## begin EXCERPTED PASSAGE

Based on p0593r6 I believe the code in the OP is valid and should be well defined. The new wording, based on the DR retroactively applied to all versions from C++98 inclusive, allows implicitly object creation as long as the created object is well defined (tautology is sometimes the rescue for complicated definitions), see § 6.7.2.11 Object model [intro.object]):

implicitly-created objects whose address is the address of the start of the region of storage, and produce a pointer value that points to that object, if that value would result in the program having defined behavior [...]

See also: https://stackoverflow.com/a/61999151/2085626

Amir Kirsh
  • 12,564
  • 41
  • 74
3

This analysis is based on n4567, and uses section numbers from it.

§5.2.10/7: When a prvalue v of object pointer type is converted to the object pointer type “pointer to cv T”, the result is static_cast<cv T*>(static_cast<cv void*>(v)).

So, in this case, the reinterpret_cast<X*>(buffer) is the same as static_cast<X *>(static_cast<void *>(buffer)). That leads us to look at the relevant parts about static_cast:

§5.2.9/13: A prvalue of type “pointer to cv1 void” can be converted to a prvalue of type “pointer to cv2 T”, where T is an object type and cv2 is the same cv-qualification as, or greater cv-qualification than, cv1. The null pointer value is converted to the null pointer value of the destination type. If the original pointer value represents the address A of a byte in memory and A satisfies the alignment requirement of T, then the resulting pointer value represents the same address as the original pointer value, that is, A.

I believe that's enough to say that the original quote is sort of correct--this conversion gives defined results.

As to lifetime, it depends on what lifetime you're talking about. The cast creates a new object of pointer type--a temporary, which has a lifetime starting from the line where the cast is located, and ending whenever it goes out of scope. If you have two different conversions that happen conditionally, each pointer has a lifetime that starts from the location of the cast that created it.

Neither of these affects the lifetime of the object providing the underlying storage, which is still buffer, and has exactly the same lifetime, regardless of whether you create a pointer (of the same or converted type) to that storage or not.

## end EXCERPTED PASSAGE
## begin GIVEN MATERIAL

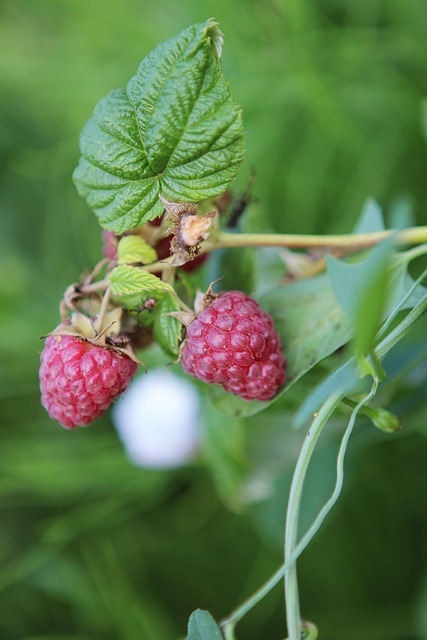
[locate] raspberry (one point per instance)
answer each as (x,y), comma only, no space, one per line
(233,343)
(79,380)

## end GIVEN MATERIAL

▶ [PROBLEM DESCRIPTION]
Translate this sentence from the reinterpret_cast discussion above into Spanish: "So, in this case, the reinterpret_cast<X*>(buffer) is the same as static_cast<X *>(static_cast<void *>(buffer))."

▶ [REPLY TO THE TASK]
Así que, en este caso, el reinterpret_cast<X*>(buffer) es lo mismo que static_cast<X *>(static_cast<void *>(buffer)).